>> start

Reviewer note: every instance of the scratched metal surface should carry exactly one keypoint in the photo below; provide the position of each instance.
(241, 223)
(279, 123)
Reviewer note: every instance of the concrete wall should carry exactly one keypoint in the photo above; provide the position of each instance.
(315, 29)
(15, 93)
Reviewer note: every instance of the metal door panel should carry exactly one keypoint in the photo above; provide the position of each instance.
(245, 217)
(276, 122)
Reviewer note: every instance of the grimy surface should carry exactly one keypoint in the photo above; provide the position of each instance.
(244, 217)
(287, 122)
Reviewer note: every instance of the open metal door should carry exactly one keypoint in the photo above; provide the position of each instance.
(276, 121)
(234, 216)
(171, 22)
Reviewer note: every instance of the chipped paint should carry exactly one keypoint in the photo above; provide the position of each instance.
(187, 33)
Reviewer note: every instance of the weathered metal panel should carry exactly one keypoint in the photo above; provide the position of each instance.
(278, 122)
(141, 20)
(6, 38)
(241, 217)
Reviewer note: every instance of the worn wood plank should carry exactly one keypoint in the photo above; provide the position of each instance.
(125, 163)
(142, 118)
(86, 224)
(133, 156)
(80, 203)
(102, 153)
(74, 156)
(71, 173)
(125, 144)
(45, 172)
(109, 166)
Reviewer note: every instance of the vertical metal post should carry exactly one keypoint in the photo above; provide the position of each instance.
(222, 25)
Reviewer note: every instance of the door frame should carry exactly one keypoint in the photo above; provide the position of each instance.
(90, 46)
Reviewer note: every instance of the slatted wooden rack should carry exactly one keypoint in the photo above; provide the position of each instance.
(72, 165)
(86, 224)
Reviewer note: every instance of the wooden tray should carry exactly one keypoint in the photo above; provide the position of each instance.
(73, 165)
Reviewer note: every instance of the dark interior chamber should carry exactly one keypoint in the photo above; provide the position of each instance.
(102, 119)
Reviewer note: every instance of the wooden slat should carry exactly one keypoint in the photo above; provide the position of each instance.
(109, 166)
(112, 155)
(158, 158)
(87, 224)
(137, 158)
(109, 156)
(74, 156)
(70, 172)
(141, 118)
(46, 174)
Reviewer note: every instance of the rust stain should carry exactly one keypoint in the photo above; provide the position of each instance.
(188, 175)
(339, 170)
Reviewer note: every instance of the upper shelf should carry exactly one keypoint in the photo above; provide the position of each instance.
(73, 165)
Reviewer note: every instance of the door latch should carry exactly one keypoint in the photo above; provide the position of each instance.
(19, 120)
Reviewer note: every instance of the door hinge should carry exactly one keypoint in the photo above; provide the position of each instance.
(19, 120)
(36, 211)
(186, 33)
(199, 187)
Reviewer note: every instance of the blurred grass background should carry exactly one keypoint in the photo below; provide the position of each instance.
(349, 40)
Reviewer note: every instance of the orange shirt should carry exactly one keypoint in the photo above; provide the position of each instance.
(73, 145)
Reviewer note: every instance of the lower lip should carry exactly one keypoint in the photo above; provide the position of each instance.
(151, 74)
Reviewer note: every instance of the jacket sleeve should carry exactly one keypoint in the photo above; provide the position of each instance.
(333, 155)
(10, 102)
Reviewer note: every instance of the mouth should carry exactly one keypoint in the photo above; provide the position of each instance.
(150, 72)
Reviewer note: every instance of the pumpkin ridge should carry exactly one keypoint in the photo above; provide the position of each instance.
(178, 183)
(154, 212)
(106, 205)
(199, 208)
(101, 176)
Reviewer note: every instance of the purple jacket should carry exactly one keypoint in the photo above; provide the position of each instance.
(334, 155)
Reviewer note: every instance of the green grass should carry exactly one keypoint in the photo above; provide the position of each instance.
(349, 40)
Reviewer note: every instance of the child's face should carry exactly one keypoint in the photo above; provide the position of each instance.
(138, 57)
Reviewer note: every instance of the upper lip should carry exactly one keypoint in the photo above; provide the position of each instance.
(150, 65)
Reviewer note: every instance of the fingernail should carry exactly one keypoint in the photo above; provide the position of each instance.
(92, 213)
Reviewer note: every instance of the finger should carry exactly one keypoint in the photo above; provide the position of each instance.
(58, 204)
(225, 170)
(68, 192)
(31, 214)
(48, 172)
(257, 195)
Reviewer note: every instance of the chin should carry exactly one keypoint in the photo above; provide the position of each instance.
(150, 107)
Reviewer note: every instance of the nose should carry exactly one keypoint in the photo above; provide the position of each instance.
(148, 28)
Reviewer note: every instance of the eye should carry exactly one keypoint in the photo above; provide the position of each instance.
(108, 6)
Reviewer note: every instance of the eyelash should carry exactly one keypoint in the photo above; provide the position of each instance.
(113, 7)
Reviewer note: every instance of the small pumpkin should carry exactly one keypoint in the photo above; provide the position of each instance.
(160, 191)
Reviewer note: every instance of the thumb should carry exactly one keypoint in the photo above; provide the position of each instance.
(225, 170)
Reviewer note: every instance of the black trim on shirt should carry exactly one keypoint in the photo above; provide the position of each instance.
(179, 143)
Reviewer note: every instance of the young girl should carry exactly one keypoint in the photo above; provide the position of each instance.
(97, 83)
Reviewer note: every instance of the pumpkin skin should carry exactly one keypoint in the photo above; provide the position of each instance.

>> end

▸ What is required: Output every line of the material above as a JSON list of strings, one string per line, omitting blank lines.

▸ Task solution:
[
  "Reviewer note: every instance of the scratched metal surface should carry exactly one keypoint in the photo below; provide the position of each instance.",
  "(241, 223)",
  "(279, 123)",
  "Reviewer note: every instance of the concrete wall should carry exactly one keypoint in the photo above; provide the position of each instance.",
  "(315, 29)",
  "(15, 93)",
  "Reviewer note: every instance of the metal door panel should carry exactly one keypoint in the photo above; provide the position of each instance.",
  "(245, 217)",
  "(276, 122)",
  "Reviewer note: every instance of the grimy surface should carry exactly one keypoint in the photo above; provide the position of each instance.",
  "(244, 217)",
  "(287, 122)",
  "Reviewer note: every instance of the open metal door should carry exactly one keypoint in the photo above; provide the position of each instance.",
  "(276, 121)",
  "(234, 216)",
  "(171, 22)",
  "Reviewer note: every instance of the chipped paint should carry exactly one keypoint in the photo above; provide the position of each instance.",
  "(187, 33)",
  "Reviewer note: every instance of the weathered metal panel should carry exactly one keypoint in the photo above; provide the position of each instance.",
  "(278, 122)",
  "(141, 20)",
  "(6, 38)",
  "(241, 217)",
  "Reviewer note: every instance of the worn wood plank should carry exactly one keypoint in the photo above; provide the position of each instance.",
  "(125, 163)",
  "(142, 118)",
  "(86, 224)",
  "(133, 156)",
  "(80, 203)",
  "(102, 153)",
  "(74, 156)",
  "(71, 173)",
  "(125, 144)",
  "(45, 172)",
  "(109, 166)",
  "Reviewer note: every instance of the vertical metal post should carry exactly one keypoint in the photo above; provide the position of each instance.",
  "(222, 25)",
  "Reviewer note: every instance of the door frame should carry exactly one keypoint in the photo above; provide the position of each instance.",
  "(90, 46)",
  "Reviewer note: every instance of the slatted wooden rack should carry exactly one keypoint in the photo above; provide the position of each instance.",
  "(72, 165)",
  "(86, 224)",
  "Reviewer note: every instance of the wooden tray should carry exactly one keypoint in the photo above; provide the position of each instance.",
  "(73, 165)",
  "Reviewer note: every instance of the dark interior chamber should carry exactly one keypoint in the photo above; provide the position of each instance.",
  "(102, 119)",
  "Reviewer note: every instance of the wooden slat should carry exactly one keypoint in the photo above; provide the position of each instance.",
  "(109, 166)",
  "(112, 155)",
  "(158, 158)",
  "(87, 224)",
  "(137, 158)",
  "(109, 156)",
  "(74, 156)",
  "(70, 172)",
  "(141, 118)",
  "(46, 174)",
  "Reviewer note: every instance of the rust stain should carry exactly one keypoint in the photo above; provide the position of each instance.",
  "(188, 175)",
  "(339, 170)",
  "Reviewer note: every instance of the upper shelf should carry exactly one keypoint in the photo above; provide the position of each instance.",
  "(73, 165)",
  "Reviewer note: every instance of the door latch should carry exactly one keypoint in the photo above; provide the position of each instance.",
  "(19, 120)",
  "Reviewer note: every instance of the door hinge should carry exactly one keypoint in the photo above; provide the position of each instance.",
  "(19, 120)",
  "(36, 211)",
  "(186, 33)",
  "(199, 187)",
  "Reviewer note: every instance of the blurred grass background should carry exactly one keypoint in the photo below; provide the position of each instance.",
  "(349, 40)",
  "Reviewer note: every instance of the orange shirt should carry exactly one keypoint in the photo above; provide the position of each instance.",
  "(73, 145)",
  "Reviewer note: every instance of the lower lip should carry exactly one keypoint in the photo above; provide the position of each instance.",
  "(151, 74)",
  "Reviewer note: every instance of the jacket sleeve should carry exactly one keypoint in the photo above; provide the position of each instance.",
  "(333, 155)",
  "(10, 102)",
  "Reviewer note: every instance of the mouth should carry exactly one keypoint in the photo above; provide the position of each instance.",
  "(150, 72)",
  "Reviewer note: every instance of the pumpkin ridge should carry exactly one keypoint in the photo above; provide the position of each instance.",
  "(178, 183)",
  "(154, 212)",
  "(106, 205)",
  "(199, 208)",
  "(101, 176)",
  "Reviewer note: every instance of the purple jacket should carry exactly one keypoint in the photo above; provide the position of each instance.",
  "(334, 155)",
  "Reviewer note: every instance of the green grass should carry exactly one keypoint in the photo above; provide the position of each instance.",
  "(349, 40)",
  "Reviewer note: every instance of the child's face should carry exactly one keypoint in the photo above; provide the position of each instance.",
  "(138, 57)",
  "Reviewer note: every instance of the upper lip should carry exactly one keypoint in the photo above; provide the position of each instance.",
  "(150, 65)",
  "Reviewer note: every instance of the fingernail should carry exactly one keypoint in the photo above; provide the position of each instance.",
  "(92, 213)",
  "Reviewer note: every instance of the finger should carry exactly one keypoint in the photo above; provide the position of each instance.",
  "(58, 204)",
  "(225, 170)",
  "(68, 192)",
  "(31, 214)",
  "(48, 172)",
  "(257, 195)",
  "Reviewer note: every instance of the chin should carry exactly one keypoint in the photo above; provide the position of each instance.",
  "(150, 107)",
  "Reviewer note: every instance of the nose should carry exactly one keypoint in the photo above; provide the position of each instance.",
  "(148, 28)",
  "Reviewer note: every instance of the eye should carry exactly one keypoint in the photo above; provide the position of each instance.",
  "(108, 6)",
  "Reviewer note: every instance of the eyelash should carry exactly one keypoint in the photo above; provide the position of each instance.",
  "(113, 7)",
  "Reviewer note: every instance of the small pumpkin should carry exactly one keypoint in the photo above; provide the position of each instance.",
  "(160, 191)",
  "Reviewer note: every instance of the thumb should carry exactly one keypoint in the photo above; provide the position of each instance.",
  "(225, 170)",
  "Reviewer note: every instance of the black trim on shirt should carry exactly one keypoint in the photo above; provide the position of each instance.",
  "(179, 143)",
  "Reviewer note: every instance of the young girl should carry exactly one keypoint in the photo above; provide the position of each instance.",
  "(97, 83)",
  "Reviewer note: every instance of the pumpkin skin should carry exactly one keypoint in the photo above; provide the position of each instance."
]